DOCUMENT SECTION:
★ ★ ★ ★ ★

Strengths of our study include the prospective recording of data, in some cases for many years prior to MS onset, and the demographic heterogeneity of our population. In contrast to many prior studies, we were able to separate oestrogen-containing and non-oestrogen-containing OCs, in order to attempt to understand specific hormonal exposure as opposed to contraceptive effect. While we did not uncover any time-based patterns of initiation relating to MS diagnosis date, we had the ability to do so. The social and ethnic diversity of the population in which this study was sited represents an additional strength. While groups were not matched in terms of ethnic background, with additional over-representation of non-deprived individuals in the MS cohort, previous work by our group and others has not supported differential magnitude of effect of MS risk factors by ethnicity.12,15,16 Furthermore, the robustness of our point estimates to adjustment for these factors indicates no significant impact of these demographic features on this null relationship.

★ ★ ★ ★ ★

TO DO:
**a)** Condense the paragraph of the study-strengths passage that begins "Strengths of our study include" into a bulleted list that keeps its main facts.
**b)** Extend the study-strengths passage with a further paragraph that picks up after its final sentence.
None of the stored data entries is required for this work.

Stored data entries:
★ ★ ★ ★ ★

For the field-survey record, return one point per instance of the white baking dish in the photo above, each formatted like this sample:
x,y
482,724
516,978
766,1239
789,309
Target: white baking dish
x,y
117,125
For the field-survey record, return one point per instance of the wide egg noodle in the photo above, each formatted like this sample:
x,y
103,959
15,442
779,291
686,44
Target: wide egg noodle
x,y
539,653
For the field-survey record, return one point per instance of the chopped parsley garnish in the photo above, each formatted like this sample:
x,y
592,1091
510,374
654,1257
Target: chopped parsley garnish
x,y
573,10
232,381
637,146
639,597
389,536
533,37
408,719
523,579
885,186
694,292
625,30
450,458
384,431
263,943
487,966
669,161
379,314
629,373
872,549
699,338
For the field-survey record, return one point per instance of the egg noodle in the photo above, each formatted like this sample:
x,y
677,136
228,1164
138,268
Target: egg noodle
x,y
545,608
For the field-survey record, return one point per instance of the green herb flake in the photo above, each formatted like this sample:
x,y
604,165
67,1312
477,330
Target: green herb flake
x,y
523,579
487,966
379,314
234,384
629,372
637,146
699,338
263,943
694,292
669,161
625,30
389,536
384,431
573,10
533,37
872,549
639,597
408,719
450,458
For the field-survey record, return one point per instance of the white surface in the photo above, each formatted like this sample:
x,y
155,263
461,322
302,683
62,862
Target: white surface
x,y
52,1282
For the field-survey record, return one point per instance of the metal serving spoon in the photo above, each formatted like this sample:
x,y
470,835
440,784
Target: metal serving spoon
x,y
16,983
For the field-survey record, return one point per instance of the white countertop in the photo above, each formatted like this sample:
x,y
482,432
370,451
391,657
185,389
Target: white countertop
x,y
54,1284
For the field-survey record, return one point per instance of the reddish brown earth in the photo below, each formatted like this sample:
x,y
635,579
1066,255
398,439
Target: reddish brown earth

★ ★ ★ ★ ★

ANSWER SET:
**a)**
- Data were recorded prospectively, in some cases for many years before MS onset.
- The population was demographically heterogeneous, with social and ethnic diversity.
- Unlike many earlier studies, oestrogen-containing and non-oestrogen-containing OCs were analyzed separately, to distinguish specific hormonal exposure from contraceptive effect.
- The study could detect time-based patterns of initiation relative to MS diagnosis date, though none were found.
- Groups were not matched for ethnic background, and non-deprived individuals were over-represented in the MS cohort. However, prior work has not shown that MS risk factors differ in effect size by ethnicity.
- Point estimates stayed robust after adjustment for these factors, so these demographic features had no significant impact on the null relationship.

**b)**
However, this work was not without limitations. Given variations in prescription data, we were only able to reliably estimate the first prescription date of OC within the EMIS system. It was therefore not feasible to estimate the duration of exposure or intake of OC, which restrained the study from further analysis. Further to this, we recognise that receiving a prescription is not the same as taking the medication; however, we have had to make this assumption and recognise that the assumption holds for the majority of the population. We were unable to accurately ascertain OC exposure prior to 1990; however, this was equally true for MS cases and matched controls. Finally, a potential confounder of exposure to OCs is pregnancy and pregnancy desire; importantly, pregnancy has previously been associated with later MS diagnosis. 5 We were unable to adequately account for this confounder due to concerns around incomplete data within the primary care record with respect to pregnancies and outcomes, particularly in the context of pregnancy losses.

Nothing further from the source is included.